Au final, pas moins de 14 listes sont en lice, dont celle de l’humoriste Rémi Gaillard, véritable trublion de cette élection. « Le phénomène majeur est la compétition qui s’annonce dans les campagnes de proximité, entre des pratiques clientélistes vues par le passé et de nouvelles formes d’attention à l’électorat des quartiers populaires, provenant entre autres des listes ‘Nous Sommes’ d’Alenka Doulain, ‘Le cœur et l’action’ de Mohed Altrad et ‘Montpellier citoyenne’ de Philippe Saurel », note le chercheur Emmanuel Négrier. Les résultats du dernier sondage Ifop, publiés le 5 mars, donnent Philippe Saurel en tête (19%), devant Mohed Altrad (12%) et Michaël Delafosse (11%). Clotilde Ollier et Rémi Gaillard sont ex aequo (9%).

La résilience face à l’inaction des pouvoirs publics

Pour Ilham, présidente de l’Union Pour l’Avenir (UPA) qui fait l’aide aux devoirs aux enfants au Centre social Caf, les habitants sont perdus face à tant d’éparpillement et si peu de mobilisation. « Les mères ne savent pas qui se présente, il y a trop de candidats et de listes différentes. Et puis, dans les quartiers, ce sont souvent des habitants engagés qui mettent les gens au courant. » Non loin de là, dans les locaux du Secours populaire, Sadia* anime l’atelier cuisine auquel participent huit habitantes de la Paillade l’après-midi.

La politique, elle refuse d’abord d’en parler, puis fait un tour de table. « Qui est contente de sa situation ici ? » La plupart sont mal logées et attendent une réponse du bailleur social depuis une dizaine d’années. « Certaines parmi nous n’ont même pas de toit », souligne Sadia sans les nommer. Karima* sort son smartphone et appuie sur play. « Ça, c’est l’appartement que m’a attribué Hérault Habitat », montre-t-elle. Le sol est jonché de pierres et de peinture effritée. Les murs blancs sont assombris de moisissure. « On m’a dit que si je n’étais pas contente, d’autres le prendraient ».

** Tâches à effectuer **
1. Selon l'extrait sur la campagne municipale à Montpellier, pourquoi les habitants des quartiers sont-ils perdus, d'après Ilham ? Répondez en une à trois phrases.
2. Traduisez en anglais la phrase suivante de l'extrait sur la campagne municipale à Montpellier : « La plupart sont mal logées et attendent une réponse du bailleur social depuis une dizaine d'années. »
3. Poursuivez l'extrait sur la campagne municipale à Montpellier à partir de sa dernière phrase.

Lignes d'un jeu de données
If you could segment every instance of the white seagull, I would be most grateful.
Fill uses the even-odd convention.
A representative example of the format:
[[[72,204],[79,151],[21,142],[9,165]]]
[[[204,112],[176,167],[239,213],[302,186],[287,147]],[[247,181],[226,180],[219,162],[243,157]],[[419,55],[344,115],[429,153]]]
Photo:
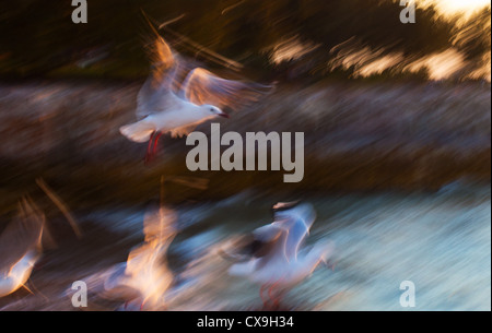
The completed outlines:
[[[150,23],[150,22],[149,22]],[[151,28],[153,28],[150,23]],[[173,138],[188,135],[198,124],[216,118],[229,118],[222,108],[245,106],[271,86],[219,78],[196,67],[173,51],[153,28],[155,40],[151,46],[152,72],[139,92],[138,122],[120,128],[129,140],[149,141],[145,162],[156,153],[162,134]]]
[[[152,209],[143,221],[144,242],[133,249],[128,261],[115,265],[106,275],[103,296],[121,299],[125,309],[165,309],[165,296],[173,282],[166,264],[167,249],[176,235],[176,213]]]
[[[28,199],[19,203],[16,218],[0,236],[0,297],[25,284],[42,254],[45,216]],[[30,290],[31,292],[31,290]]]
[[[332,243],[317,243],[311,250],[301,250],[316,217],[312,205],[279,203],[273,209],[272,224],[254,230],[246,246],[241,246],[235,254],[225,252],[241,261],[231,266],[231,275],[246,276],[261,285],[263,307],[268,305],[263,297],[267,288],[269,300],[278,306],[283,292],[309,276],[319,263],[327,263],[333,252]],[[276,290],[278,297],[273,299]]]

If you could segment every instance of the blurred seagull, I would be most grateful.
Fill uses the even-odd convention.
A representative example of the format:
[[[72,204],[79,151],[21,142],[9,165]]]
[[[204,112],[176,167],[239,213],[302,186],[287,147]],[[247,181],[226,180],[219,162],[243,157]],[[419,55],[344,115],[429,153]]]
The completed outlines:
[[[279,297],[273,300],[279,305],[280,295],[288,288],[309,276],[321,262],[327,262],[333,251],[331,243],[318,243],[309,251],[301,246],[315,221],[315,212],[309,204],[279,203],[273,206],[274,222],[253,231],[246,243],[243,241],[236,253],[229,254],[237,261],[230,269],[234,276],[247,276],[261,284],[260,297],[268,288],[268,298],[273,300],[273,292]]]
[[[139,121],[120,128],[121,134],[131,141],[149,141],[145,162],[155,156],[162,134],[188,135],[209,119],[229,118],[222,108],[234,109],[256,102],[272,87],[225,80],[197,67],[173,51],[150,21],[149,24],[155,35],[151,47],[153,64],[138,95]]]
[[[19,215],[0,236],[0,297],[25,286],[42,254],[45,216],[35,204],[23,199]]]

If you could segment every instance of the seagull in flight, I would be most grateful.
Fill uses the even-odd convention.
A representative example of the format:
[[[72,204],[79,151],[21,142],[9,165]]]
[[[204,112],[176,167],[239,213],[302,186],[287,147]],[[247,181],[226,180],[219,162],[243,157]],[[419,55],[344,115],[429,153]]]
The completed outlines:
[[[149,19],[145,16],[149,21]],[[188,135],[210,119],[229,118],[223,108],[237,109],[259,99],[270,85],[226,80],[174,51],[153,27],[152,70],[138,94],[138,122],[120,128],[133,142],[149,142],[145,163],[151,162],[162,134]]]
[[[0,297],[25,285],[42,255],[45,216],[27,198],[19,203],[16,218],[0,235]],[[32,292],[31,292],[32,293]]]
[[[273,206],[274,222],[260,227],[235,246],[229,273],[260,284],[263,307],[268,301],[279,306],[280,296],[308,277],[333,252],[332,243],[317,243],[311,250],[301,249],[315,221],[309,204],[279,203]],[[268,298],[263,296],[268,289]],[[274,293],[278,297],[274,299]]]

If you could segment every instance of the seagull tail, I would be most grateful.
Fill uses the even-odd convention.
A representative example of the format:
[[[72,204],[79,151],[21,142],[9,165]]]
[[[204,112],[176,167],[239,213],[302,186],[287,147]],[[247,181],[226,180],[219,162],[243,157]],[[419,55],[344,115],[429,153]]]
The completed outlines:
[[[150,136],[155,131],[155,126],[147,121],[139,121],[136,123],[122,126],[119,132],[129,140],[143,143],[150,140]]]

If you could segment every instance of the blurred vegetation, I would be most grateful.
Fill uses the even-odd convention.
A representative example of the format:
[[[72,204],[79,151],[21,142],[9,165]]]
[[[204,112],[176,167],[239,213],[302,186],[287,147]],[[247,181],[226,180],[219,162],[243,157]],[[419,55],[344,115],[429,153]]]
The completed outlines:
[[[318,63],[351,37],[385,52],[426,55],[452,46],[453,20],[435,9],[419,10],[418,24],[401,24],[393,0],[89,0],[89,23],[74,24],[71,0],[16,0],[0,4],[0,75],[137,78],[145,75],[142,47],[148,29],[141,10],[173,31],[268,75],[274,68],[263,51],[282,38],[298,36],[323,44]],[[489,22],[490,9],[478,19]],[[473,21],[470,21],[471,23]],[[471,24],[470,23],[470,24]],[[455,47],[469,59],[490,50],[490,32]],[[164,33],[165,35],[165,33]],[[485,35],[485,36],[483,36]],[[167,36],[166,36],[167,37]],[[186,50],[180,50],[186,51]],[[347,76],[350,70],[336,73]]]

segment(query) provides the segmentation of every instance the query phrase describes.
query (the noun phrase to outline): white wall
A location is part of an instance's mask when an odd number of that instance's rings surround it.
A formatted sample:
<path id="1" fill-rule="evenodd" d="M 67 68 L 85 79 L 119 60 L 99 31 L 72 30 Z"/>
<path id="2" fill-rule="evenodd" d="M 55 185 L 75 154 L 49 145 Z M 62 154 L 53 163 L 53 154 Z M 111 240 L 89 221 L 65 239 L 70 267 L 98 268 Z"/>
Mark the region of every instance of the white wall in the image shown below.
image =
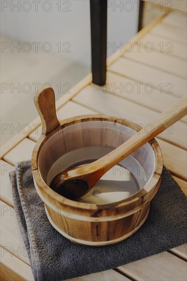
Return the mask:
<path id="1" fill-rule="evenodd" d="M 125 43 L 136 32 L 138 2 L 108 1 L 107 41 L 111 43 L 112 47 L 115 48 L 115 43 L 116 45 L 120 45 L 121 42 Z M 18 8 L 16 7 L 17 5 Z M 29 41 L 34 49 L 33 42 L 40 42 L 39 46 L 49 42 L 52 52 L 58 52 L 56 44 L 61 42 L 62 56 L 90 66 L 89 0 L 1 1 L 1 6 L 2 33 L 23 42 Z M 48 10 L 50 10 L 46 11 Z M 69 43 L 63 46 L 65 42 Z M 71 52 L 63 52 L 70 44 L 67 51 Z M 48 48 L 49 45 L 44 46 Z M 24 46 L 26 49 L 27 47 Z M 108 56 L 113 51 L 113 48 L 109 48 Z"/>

==

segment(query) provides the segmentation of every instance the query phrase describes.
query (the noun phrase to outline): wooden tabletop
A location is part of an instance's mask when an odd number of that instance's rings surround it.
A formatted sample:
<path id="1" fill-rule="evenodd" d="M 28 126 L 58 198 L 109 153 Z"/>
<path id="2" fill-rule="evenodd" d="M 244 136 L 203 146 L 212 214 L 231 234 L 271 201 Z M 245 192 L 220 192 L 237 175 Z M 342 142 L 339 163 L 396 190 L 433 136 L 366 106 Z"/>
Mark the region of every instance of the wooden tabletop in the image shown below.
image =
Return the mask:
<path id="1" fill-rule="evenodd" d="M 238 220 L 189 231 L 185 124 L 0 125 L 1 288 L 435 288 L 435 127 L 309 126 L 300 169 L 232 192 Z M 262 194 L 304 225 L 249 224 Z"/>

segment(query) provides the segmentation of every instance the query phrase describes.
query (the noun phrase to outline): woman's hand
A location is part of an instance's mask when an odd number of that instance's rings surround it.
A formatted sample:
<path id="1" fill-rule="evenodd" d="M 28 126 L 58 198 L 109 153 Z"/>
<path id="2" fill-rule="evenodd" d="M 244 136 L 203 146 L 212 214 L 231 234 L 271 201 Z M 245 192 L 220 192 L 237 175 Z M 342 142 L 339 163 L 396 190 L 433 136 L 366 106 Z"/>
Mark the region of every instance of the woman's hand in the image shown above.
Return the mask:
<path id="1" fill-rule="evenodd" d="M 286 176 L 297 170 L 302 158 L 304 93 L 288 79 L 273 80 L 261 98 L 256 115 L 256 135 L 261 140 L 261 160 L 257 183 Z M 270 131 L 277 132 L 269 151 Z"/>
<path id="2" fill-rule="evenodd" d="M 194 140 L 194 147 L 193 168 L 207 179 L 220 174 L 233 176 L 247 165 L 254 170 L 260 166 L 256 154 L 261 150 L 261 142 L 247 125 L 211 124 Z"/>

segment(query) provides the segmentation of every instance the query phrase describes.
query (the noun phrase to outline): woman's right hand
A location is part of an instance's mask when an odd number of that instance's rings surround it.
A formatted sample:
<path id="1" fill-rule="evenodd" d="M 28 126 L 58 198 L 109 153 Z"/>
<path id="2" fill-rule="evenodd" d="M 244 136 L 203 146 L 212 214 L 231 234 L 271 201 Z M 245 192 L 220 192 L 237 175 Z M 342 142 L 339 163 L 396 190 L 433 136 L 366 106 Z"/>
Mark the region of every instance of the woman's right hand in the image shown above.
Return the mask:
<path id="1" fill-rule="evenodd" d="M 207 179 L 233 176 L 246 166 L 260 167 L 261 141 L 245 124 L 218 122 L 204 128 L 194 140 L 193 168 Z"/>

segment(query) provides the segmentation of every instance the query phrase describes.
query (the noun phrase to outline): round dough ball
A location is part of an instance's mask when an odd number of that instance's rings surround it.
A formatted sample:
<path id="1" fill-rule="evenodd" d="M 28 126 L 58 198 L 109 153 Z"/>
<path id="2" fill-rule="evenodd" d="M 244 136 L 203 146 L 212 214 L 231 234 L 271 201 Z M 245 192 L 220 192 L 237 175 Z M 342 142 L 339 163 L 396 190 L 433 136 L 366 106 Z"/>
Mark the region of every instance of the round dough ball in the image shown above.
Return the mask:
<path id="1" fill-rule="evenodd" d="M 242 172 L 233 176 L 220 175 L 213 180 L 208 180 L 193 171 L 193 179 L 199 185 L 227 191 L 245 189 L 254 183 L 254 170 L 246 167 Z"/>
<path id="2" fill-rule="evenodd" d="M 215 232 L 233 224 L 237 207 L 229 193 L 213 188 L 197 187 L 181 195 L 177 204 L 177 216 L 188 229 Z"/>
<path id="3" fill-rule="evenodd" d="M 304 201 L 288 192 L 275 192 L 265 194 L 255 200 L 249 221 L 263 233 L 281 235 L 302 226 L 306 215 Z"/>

** Réponses fournies **
1. D'après Ilham, les mères ne savent pas qui se présente, car il y a trop de candidats et de listes différentes. Elle ajoute que, dans les quartiers, ce sont souvent des habitants engagés qui informent les gens, alors que la mobilisation est faible.

2. Most of them are poorly housed and have been waiting about ten years for a response from the social housing landlord.

3.
La propreté comme la sécurité font partie des priorités à gérer selon elles. « J’ai peur de laisser ma fille aller au tram seule le matin », regrette Manal*. « La délinquance évolue et on a eu des fusillades en plein jour », ajoute Sadia – le 25 février au soir, un jeune est décédé après avoir reçu plusieurs balles de kalachnikov dans la zone commerciale Saint-Paul. Depuis quelque temps, elle observe que les lumières s’éteignent la nuit lorsque des « descentes de flics » vont avoir lieu. Les caméras seraient inutiles car contournées à la fois des agresseurs et de la police. « Saurel, vous croyez qu’on l’intéresse ? On ne l’a jamais vu dans le coin », coupe Sadia. Le groupe ne sait pas s’il ira voter.

Dans le local de Générations solidaires et citoyennes, les lycéens préparent leur concours d’éloquence pour les municipales. / NB

A 19h30, Soukaïna, Jassim, Bilal ou Soufyane rejoignent l’association Générations solidaires et citoyennes, à Oxford. En 2017, les adolescents avaient lancé un tract pour inciter au vote. Une façon de lutter contre l’abstention dans un quartier où elle atteint des niveaux record. « Certains ne savent pas qu’il y a des élections, d’autres ne sont pas inscrits », pense Jassim. « C’est aussi une affaire de confiance car des promesses n’ont pas été tenues », complète Bilal. Soufyane, de son côté, estime qu’il y a un manque de considération pour les quartiers : « Quand les programmes en parlent, ils ne les nomment même pas ».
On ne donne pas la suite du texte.